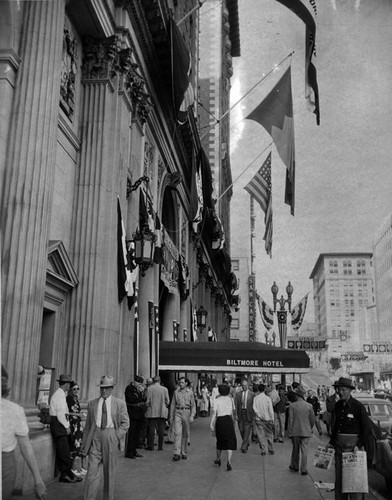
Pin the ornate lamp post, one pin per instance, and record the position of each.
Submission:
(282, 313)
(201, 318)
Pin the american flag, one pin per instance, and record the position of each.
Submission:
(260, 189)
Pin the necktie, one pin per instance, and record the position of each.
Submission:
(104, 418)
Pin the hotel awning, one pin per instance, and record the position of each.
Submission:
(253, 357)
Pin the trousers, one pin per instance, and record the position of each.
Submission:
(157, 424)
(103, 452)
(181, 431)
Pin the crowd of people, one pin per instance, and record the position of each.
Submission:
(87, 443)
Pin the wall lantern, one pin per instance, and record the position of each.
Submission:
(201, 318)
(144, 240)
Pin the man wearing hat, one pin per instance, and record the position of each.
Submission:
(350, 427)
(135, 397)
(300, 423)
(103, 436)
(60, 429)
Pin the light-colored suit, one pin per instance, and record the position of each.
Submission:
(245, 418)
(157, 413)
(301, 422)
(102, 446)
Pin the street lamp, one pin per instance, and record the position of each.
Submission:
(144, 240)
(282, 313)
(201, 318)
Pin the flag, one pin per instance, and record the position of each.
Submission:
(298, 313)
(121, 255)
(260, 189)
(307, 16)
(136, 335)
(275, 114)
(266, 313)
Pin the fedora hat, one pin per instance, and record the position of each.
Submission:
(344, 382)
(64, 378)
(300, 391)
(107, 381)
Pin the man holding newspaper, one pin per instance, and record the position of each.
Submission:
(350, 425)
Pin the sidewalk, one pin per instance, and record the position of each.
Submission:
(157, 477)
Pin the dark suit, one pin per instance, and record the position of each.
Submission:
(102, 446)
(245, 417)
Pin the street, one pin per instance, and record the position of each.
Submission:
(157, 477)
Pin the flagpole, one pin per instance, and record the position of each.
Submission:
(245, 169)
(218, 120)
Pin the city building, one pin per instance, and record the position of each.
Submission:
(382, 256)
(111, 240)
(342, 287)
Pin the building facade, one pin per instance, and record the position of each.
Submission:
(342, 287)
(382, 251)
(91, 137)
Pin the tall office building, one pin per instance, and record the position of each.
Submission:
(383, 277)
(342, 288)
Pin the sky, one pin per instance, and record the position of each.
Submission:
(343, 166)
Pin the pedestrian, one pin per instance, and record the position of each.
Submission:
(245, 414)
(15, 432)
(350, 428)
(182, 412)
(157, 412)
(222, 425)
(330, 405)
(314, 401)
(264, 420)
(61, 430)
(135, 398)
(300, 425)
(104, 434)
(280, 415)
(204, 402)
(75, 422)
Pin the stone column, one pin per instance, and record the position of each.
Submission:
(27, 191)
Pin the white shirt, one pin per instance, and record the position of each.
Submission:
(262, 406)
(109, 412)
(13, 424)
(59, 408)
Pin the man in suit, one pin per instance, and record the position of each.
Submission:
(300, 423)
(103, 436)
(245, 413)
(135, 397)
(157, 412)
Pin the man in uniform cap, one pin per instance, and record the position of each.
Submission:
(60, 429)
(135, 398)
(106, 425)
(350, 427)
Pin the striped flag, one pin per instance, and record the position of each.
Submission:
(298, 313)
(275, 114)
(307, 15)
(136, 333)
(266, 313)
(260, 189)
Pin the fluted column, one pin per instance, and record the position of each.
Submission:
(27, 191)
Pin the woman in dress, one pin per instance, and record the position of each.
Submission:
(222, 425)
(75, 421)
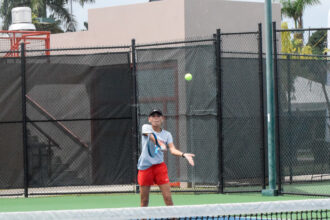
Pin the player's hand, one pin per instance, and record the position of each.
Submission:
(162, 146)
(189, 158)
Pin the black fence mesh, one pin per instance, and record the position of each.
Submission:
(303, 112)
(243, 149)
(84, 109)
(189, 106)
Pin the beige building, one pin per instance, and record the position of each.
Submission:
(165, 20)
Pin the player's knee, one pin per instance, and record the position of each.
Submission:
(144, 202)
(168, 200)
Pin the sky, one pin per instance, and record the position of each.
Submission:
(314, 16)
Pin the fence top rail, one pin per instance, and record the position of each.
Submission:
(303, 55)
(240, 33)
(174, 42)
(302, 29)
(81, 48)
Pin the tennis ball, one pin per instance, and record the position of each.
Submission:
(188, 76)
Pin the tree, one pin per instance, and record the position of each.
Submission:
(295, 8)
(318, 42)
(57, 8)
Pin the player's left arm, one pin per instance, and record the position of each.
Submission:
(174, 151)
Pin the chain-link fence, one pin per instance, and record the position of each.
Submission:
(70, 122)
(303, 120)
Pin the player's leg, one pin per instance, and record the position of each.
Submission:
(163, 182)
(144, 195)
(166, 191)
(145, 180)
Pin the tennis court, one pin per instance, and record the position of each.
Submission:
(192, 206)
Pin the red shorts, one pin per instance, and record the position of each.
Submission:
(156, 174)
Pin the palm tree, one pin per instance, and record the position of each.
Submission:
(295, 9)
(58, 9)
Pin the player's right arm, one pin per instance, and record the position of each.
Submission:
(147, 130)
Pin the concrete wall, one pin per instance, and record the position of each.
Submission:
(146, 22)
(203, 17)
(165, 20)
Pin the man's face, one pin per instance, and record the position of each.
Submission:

WHAT IS EXPECTED: Retype the data above in full, exactly as it stands, and skip any image.

OUTPUT:
Pin the ornate lamp post, one pin per instance, and record the position of each.
Submission:
(282, 313)
(201, 318)
Pin the american flag, one pin per instance, and record the position of each.
Submission:
(260, 189)
Pin the necktie, one pin per instance, and record the position of each.
Submission:
(104, 418)
Pin the hotel awning, one pin per instance, and record the position of each.
Submission:
(253, 357)
Pin the trousers, one pin per instance, and record the position of each.
Submission:
(157, 424)
(103, 452)
(181, 431)
Pin the crowd of people, one pin per instance, and record the position of each.
Submission:
(87, 443)
Pin the wall lantern, one pin per instance, and record the position of each.
Submission:
(201, 318)
(144, 240)
Pin the man wearing hat, one pin per instance, and record the position of each.
Submission:
(350, 427)
(135, 397)
(300, 423)
(103, 436)
(60, 429)
Pin the light-colored suit, one pin per instance, and record the position of each.
Submission:
(245, 418)
(157, 413)
(301, 422)
(102, 446)
Pin the street lamp, one pin per instance, and record the position of each.
Submission:
(144, 240)
(282, 313)
(201, 318)
Pin the flag, one pin per instance, and record the position of each.
Submission:
(298, 313)
(121, 255)
(260, 189)
(307, 16)
(136, 335)
(275, 114)
(266, 313)
Pin the fedora hat, one pin per instance, and record the position of each.
Submission:
(344, 382)
(64, 378)
(300, 391)
(107, 381)
Pin the man holding newspaper, one pin per instance, and record the position of each.
Submission:
(350, 425)
Pin the sidewalk, one pin per instance, and record the position of each.
Submission:
(157, 477)
Pin the dark suit, one pin per instance, and record the position of each.
Submission:
(102, 446)
(245, 417)
Pin the street, one pin per instance, and record the position of each.
Submission:
(157, 477)
Pin the flagpole, one pin per instance, and record the position of each.
Submission:
(245, 169)
(218, 120)
Pin the city building, one pin per instance, and record the position of each.
Submission:
(382, 256)
(111, 240)
(342, 287)
Pin the building facade, one pin per instance, and record the position of each.
Submission:
(342, 287)
(382, 251)
(91, 137)
Pin the tall office building, one pin per instance, and record the position of each.
Submission:
(383, 277)
(342, 288)
Pin the sky, one pin per instance, and record the position of each.
Submission:
(343, 166)
Pin the pedestrian, one pin per instance, and record the position of each.
Submission:
(245, 414)
(15, 432)
(350, 428)
(182, 412)
(157, 412)
(222, 425)
(330, 405)
(314, 401)
(264, 420)
(61, 430)
(135, 398)
(300, 425)
(104, 434)
(280, 415)
(204, 402)
(75, 422)
Pin the stone column, one pin per instance, and record the position of each.
Submission:
(27, 191)
Pin the white shirt, one pin per instance, and record the position of each.
Submission:
(262, 406)
(109, 412)
(13, 424)
(59, 408)
Pin the man in suit, one pin per instance, and record the position of each.
Submission:
(300, 423)
(103, 436)
(245, 413)
(135, 397)
(157, 412)
Pin the man in uniform cap, one pin per instance, and record the position of each.
Submission:
(60, 429)
(135, 398)
(106, 425)
(350, 427)
Pin the striped flag, one pin per instance, and record the position of each.
Submission:
(298, 313)
(275, 114)
(307, 15)
(136, 333)
(266, 313)
(260, 189)
Pin the fluted column, one pin per instance, and record the position of each.
Submission:
(27, 191)
Pin the woman in dress, one pin per instance, and record the position of each.
Submission:
(222, 425)
(75, 421)
Pin the player's hand, one pin per instance, and record the position of each.
Submission:
(162, 146)
(189, 158)
Pin the black fence mesh, one pin per instance, and record the position of each.
Submission:
(303, 112)
(243, 149)
(84, 109)
(189, 106)
Pin the beige building, one pin per instance, and record the position of each.
Submission:
(165, 20)
Pin the player's knee, one pin per instance, and record the position of each.
Submission:
(144, 202)
(168, 200)
Pin the sky, one pin per instance, and record the position of each.
Submission:
(314, 16)
Pin the fence top rail, one pin per instance, and record the position of each.
Submission:
(303, 55)
(240, 33)
(174, 42)
(302, 29)
(81, 48)
Pin the tennis ball, one pin per instance, and record the position of each.
Submission:
(188, 76)
Pin the tree, one pin per instance, and record the position of each.
Submission:
(295, 8)
(318, 42)
(57, 8)
Pin the player's left arm, one pin per instance, and record the position of each.
Submission:
(174, 151)
Pin the chain-link fence, one pin per instance, and record the position of each.
Submission:
(70, 122)
(303, 120)
Pin the player's leg, one pin per instance, and record the position of each.
Submission:
(163, 182)
(144, 195)
(166, 191)
(145, 180)
Pin the tennis court, one pin per instance, and record the position of each.
Submission:
(192, 206)
Pin the red shorts, one pin per instance, and record the position of each.
Submission:
(156, 174)
Pin the palm tree, one pin per instance, and record the position of each.
Submission:
(295, 9)
(58, 9)
Pin the player's right arm, one pin per instance, and record the position of each.
Submission:
(147, 130)
Pin the concrete wall, one pin per instance, and record the position of each.
Submission:
(146, 22)
(203, 17)
(165, 20)
Pin the man's face, one pin per instance, and record the position of each.
Submission:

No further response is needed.